THINGS TO DO:
a – According to the essay, how many years have passed since the writer's husband had his stroke?
b – Rewrite the essay from "At recent meetings" to "Giffords has enjoyed.", putting "lawmaker" in place of "congresswoman".

At recent meetings of my stroke wives club -- an exclusive group you don't want to join, made up of women whose husbands have suffered left-brain strokes -- we've been shaking our heads ruefully at the relentlessly upbeat reports of Gabrielle Giffords' recovery.

The Arizona congresswoman was shown most recently smiling lopsidedly while hanging onto an aide's arm, having briefly returned to Congress for the budget vote.

She's being called "heroic" and "miraculous," and certainly that's true, although no more true than it is of the thousands of others, such as our spouses, who struggle daily to recover from brain injury -- and with a lot less help, money and media applause than Giffords has enjoyed.

Of course, after severe brain injury, any progress is good progress, and it's heartening to read that Giffords is saying a few words and starting to walk. But that doesn't mean she'll return to Congress. In all likelihood, the damage to her brain is just too great.

Left-hemisphere brain damage causes difficulty speaking and understanding speech; difficulty reading; decreased problem-solving ability, and diminished long-term planning. That kind of defines a congressperson's job, doesn't it?

If you read closely, of course, you'll find hints that her doctors are not uniformly optimistic about Giffords resuming political life. In April, her rehab doctor told the Houston Chronicle, "Our goal is to try to bring the person back to where she was. Sometimes we're successful, many times we're not."

Nevertheless, the majority of media reports are full of Pollyanna platitudes from physicians who have never ever seen Giffords.

Take this remark made to FoxNews.com by Dr. Raj Narayan, chairman of the Department of Neurosurgery at North Shore University Hospital in Manhasset, N.Y.: "Without examining her it is difficult to tell, but I would think that she would be able to return."

I wish at least one doctor would have the courage to tell the media -- and Giffords' family -- what a rehab doctor told me two weeks after my husband's stroke: Professional people who suffer massive left-hemisphere brain damage almost never return to work.

I'm very grateful to have received this information, though at first it was damn hard to hear. It allowed me to help my husband with his recovery without holding out the vain hope that he would one day return to practicing architecture.

It allowed me to close his business within six months instead of leaving his clients hanging. It allowed me to -- ad nauseam -- tell his friends, family members and would-be clients that, no, this talented architect, though only 45 years old, would never design their dream house or their new kitchen. So please stop asking.

In the five years since my husband's stroke, he has relearned to talk (haltingly), walk (with a brace), read (slowly), write (with his left hand) and drive (better than me).

He is living his life, traveling, riding a bike, taking photos, attending church, being a husband, raising his kids. He's an important part of our family and a stalwart friend to his stroke buddies and those intimates and colleagues brave enough to keep in touch.

I'm sure Gabrielle Giffords' family and closest friends would be thrilled if she ended up doing as well as my husband. But he's no longer a working professional, and chances are Giffords won't be, either.

Is that really the only important question to ask about her? Is it the only meaningful gauge of her recovery? Is it, truly, the only measure of success?

Lynette Lamb, a Minneapolis writer, works as an editor at Macalester College. Her husband, Robert Gerloff, recently celebrated his 50th birthday.

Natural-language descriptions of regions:
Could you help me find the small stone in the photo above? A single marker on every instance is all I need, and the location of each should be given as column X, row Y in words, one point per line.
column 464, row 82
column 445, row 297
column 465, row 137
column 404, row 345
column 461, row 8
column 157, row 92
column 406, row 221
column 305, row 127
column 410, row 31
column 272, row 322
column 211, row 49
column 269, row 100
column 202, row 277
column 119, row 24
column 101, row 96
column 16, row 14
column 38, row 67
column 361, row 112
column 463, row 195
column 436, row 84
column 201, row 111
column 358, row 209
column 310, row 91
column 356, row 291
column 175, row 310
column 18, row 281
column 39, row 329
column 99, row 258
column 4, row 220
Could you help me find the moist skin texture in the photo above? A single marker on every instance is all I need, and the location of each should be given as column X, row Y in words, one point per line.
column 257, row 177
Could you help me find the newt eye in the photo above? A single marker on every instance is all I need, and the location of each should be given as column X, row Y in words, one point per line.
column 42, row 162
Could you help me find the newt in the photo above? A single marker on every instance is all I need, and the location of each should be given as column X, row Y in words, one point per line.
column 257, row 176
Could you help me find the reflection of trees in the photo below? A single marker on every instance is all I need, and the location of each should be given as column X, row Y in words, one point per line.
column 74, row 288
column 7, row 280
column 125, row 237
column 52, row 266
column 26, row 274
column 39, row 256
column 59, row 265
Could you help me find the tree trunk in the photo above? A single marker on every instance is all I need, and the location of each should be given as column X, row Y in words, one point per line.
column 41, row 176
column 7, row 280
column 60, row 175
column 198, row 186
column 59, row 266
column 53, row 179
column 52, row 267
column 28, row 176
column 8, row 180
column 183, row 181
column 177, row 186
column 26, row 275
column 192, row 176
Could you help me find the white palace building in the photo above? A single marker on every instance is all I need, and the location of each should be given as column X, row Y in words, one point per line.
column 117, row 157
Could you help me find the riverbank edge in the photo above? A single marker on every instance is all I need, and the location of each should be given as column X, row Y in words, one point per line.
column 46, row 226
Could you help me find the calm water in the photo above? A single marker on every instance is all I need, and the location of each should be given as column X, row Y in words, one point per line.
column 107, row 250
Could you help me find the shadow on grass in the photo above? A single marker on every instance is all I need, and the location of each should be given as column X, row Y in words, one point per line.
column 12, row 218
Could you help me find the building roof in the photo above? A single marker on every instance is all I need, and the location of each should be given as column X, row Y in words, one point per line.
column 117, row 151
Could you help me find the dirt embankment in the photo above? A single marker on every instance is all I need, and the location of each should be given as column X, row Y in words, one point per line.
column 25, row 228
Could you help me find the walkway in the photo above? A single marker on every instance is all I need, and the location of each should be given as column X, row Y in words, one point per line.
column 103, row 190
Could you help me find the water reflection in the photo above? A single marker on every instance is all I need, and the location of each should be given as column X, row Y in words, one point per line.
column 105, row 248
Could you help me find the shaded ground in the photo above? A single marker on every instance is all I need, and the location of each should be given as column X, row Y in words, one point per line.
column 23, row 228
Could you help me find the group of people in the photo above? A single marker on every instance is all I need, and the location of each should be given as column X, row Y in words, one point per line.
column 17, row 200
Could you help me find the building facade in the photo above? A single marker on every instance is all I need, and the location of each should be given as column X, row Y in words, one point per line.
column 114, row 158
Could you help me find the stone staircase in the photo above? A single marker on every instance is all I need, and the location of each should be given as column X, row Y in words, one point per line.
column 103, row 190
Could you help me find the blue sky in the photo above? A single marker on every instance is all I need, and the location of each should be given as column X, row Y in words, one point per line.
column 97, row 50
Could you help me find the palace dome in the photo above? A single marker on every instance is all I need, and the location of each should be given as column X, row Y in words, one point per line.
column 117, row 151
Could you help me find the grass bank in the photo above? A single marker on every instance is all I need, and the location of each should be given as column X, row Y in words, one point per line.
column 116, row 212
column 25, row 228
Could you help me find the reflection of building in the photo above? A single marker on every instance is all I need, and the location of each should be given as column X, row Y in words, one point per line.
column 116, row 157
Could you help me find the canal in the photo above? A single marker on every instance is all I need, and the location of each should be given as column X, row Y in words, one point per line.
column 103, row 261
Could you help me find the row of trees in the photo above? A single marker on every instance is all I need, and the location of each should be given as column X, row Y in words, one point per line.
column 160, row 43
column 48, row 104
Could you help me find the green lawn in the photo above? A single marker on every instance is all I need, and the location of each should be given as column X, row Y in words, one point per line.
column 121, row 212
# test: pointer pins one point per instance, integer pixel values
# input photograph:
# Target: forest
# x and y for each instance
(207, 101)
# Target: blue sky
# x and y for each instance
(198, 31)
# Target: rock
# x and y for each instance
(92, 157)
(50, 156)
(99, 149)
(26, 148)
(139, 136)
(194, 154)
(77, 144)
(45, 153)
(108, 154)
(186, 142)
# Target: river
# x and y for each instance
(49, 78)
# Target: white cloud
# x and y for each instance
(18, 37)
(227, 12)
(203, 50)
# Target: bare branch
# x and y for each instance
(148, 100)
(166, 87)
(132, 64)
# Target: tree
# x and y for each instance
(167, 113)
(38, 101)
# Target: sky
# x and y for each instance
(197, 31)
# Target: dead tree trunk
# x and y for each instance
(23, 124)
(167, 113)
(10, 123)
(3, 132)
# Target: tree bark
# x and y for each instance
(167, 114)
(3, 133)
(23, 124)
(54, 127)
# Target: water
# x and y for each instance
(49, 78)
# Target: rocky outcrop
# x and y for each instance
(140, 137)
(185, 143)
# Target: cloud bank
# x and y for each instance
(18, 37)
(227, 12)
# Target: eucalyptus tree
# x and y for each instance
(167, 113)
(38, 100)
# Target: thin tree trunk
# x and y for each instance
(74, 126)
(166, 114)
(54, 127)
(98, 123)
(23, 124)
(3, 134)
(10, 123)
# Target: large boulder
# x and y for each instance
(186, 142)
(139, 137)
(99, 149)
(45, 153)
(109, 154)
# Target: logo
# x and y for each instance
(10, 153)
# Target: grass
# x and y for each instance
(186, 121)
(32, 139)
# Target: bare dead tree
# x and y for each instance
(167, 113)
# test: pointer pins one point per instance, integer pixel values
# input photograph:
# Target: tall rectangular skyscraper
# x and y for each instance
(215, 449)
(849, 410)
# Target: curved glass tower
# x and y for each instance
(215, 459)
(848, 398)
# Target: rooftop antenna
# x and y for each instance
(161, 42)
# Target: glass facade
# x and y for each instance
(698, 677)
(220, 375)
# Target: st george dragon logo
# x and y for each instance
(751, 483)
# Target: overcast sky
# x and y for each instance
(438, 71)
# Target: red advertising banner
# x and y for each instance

ANSWERS TO THIS EXERCISE:
a – Five years.

b –
At recent meetings of my stroke wives club -- an exclusive group you don't want to join, made up of women whose husbands have suffered left-brain strokes -- we've been shaking our heads ruefully at the relentlessly upbeat reports of Gabrielle Giffords' recovery.

The Arizona lawmaker was shown most recently smiling lopsidedly while hanging onto an aide's arm, having briefly returned to Congress for the budget vote.

She's being called "heroic" and "miraculous," and certainly that's true, although no more true than it is of the thousands of others, such as our spouses, who struggle daily to recover from brain injury -- and with a lot less help, money and media applause than Giffords has enjoyed.